▸ Task prompt: Find the line with "the brick building". Transcribe it and each later line of the data exactly, up to and including the last.

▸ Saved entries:

▬▬▬▬▬▬

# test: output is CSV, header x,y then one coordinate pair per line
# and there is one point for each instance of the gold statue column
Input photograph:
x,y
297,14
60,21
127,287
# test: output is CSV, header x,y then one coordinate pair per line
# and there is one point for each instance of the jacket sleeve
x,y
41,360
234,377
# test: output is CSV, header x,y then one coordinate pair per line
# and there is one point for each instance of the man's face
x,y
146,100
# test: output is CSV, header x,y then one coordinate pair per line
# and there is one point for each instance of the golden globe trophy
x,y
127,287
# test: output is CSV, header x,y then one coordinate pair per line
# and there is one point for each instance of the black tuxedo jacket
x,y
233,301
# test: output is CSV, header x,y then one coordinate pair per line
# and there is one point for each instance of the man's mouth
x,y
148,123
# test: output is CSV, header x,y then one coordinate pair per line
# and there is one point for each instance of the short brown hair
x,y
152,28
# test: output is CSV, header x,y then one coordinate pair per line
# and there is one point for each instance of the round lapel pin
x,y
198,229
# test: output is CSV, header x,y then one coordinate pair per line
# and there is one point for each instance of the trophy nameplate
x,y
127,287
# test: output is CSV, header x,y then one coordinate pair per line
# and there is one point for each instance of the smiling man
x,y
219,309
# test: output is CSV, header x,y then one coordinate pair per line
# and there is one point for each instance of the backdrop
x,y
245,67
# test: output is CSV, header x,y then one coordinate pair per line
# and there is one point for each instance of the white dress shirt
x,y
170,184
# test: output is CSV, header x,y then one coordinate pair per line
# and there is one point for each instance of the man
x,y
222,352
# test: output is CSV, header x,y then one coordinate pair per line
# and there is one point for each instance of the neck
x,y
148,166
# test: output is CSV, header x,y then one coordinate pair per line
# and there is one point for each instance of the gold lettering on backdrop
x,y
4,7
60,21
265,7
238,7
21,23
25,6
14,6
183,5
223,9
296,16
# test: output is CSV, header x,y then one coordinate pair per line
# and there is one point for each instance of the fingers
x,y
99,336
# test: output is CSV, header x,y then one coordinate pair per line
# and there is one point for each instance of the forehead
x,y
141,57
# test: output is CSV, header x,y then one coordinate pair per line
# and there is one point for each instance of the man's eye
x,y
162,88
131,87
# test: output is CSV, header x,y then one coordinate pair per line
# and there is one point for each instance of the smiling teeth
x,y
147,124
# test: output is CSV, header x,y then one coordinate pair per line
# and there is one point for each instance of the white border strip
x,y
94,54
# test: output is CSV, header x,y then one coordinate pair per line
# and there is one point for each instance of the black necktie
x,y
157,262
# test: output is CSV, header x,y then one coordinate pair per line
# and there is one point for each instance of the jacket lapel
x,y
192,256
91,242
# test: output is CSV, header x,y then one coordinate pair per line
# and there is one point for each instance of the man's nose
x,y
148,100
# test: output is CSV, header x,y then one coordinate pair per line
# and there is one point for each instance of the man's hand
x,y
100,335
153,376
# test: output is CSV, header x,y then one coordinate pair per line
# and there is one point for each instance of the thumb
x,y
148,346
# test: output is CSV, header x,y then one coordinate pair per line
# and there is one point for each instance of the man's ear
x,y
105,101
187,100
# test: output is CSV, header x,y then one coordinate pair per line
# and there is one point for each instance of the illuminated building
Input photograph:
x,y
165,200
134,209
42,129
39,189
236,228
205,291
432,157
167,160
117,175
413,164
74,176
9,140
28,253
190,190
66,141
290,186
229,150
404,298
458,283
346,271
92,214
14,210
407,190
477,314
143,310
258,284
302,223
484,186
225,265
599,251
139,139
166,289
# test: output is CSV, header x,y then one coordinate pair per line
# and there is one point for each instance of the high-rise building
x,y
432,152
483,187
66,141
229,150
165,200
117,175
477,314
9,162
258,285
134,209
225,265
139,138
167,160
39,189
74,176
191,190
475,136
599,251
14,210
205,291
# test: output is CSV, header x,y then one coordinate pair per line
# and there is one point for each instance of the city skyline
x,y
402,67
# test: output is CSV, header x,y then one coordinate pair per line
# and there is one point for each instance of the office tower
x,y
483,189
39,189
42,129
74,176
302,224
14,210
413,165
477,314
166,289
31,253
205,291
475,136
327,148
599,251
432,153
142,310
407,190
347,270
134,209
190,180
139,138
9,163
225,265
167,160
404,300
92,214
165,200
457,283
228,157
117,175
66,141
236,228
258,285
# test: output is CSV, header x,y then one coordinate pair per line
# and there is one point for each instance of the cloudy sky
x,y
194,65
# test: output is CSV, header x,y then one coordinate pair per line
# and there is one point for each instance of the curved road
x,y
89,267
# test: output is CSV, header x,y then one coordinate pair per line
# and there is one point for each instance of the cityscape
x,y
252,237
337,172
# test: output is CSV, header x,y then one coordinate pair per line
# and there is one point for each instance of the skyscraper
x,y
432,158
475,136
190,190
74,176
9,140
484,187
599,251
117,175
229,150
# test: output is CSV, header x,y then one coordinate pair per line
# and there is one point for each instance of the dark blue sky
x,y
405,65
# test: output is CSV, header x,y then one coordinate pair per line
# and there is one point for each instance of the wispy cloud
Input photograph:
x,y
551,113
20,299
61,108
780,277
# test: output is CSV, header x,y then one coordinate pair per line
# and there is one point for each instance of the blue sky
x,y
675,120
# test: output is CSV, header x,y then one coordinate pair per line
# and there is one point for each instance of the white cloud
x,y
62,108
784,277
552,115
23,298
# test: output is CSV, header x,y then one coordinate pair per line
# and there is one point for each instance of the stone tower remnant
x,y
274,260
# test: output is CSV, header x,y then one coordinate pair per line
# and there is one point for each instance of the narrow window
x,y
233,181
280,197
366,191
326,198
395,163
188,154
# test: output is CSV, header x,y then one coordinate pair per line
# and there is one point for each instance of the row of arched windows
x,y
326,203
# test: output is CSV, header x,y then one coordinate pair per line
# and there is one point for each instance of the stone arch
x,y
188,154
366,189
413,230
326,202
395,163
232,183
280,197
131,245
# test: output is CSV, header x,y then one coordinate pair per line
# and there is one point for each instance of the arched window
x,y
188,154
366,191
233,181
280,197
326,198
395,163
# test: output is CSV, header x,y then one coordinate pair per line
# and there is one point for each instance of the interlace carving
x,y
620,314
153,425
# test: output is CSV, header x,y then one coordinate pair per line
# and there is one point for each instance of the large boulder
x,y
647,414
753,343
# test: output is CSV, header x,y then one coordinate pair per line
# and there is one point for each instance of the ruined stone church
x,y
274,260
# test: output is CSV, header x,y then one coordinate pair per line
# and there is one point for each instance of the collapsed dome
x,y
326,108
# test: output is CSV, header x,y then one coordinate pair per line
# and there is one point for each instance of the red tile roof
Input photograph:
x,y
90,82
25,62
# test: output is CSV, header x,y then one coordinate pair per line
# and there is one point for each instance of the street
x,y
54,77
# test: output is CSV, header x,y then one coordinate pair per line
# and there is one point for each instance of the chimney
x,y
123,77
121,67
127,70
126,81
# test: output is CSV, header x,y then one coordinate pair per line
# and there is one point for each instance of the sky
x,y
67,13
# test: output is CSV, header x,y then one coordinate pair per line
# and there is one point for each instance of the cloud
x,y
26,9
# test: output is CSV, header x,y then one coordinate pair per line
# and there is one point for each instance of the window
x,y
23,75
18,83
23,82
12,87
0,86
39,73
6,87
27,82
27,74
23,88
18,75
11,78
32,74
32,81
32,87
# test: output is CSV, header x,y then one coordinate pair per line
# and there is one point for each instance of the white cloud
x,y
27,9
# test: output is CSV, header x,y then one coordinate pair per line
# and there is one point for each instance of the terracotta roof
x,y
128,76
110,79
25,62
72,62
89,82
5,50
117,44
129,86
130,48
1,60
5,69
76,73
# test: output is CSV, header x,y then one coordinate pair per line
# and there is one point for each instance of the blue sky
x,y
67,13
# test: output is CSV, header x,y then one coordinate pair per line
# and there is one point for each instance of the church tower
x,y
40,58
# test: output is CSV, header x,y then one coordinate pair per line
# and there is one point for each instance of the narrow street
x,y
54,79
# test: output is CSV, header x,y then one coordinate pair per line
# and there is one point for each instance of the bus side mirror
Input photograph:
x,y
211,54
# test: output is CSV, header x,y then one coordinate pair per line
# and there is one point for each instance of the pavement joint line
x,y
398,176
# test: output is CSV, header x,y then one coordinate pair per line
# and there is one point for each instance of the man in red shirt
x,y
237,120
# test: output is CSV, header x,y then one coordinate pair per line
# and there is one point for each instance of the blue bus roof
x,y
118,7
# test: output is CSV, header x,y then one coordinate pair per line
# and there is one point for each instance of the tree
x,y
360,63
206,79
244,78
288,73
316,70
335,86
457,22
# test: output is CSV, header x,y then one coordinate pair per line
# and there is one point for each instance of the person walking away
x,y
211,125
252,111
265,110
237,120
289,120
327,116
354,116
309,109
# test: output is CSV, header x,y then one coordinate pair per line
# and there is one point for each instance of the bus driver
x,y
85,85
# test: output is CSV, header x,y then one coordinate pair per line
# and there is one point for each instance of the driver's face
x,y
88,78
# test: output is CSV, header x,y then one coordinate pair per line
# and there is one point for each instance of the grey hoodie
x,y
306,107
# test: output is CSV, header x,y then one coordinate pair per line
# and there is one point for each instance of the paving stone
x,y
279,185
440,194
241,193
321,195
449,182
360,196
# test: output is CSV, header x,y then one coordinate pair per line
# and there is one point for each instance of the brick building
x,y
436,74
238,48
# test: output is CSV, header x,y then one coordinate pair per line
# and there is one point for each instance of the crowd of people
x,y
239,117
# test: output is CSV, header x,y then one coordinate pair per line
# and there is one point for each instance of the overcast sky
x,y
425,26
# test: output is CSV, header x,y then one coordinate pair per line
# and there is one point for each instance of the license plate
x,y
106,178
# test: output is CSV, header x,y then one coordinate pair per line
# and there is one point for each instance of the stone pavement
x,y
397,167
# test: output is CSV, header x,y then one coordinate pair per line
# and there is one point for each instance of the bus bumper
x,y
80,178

▬▬▬▬▬▬

▸ Result below:
# and there is one point for each instance of the brick building
x,y
436,74
238,48
# test: output is CSV, header x,y then one coordinate pair per line
# and there is one point for each instance of the crowd of people
x,y
239,117
# test: output is CSV, header x,y then one coordinate pair per line
# and there is one point for each instance of the overcast sky
x,y
425,26
# test: output is CSV, header x,y then one coordinate pair per line
# and there is one point for each instance of the license plate
x,y
106,178
# test: output is CSV, header x,y then one coordinate pair per line
# and there is one point for each instance of the stone pavement
x,y
397,167
# test: output is CSV, header x,y then one coordinate pair per line
# and there is one point for each instance of the bus bumper
x,y
80,178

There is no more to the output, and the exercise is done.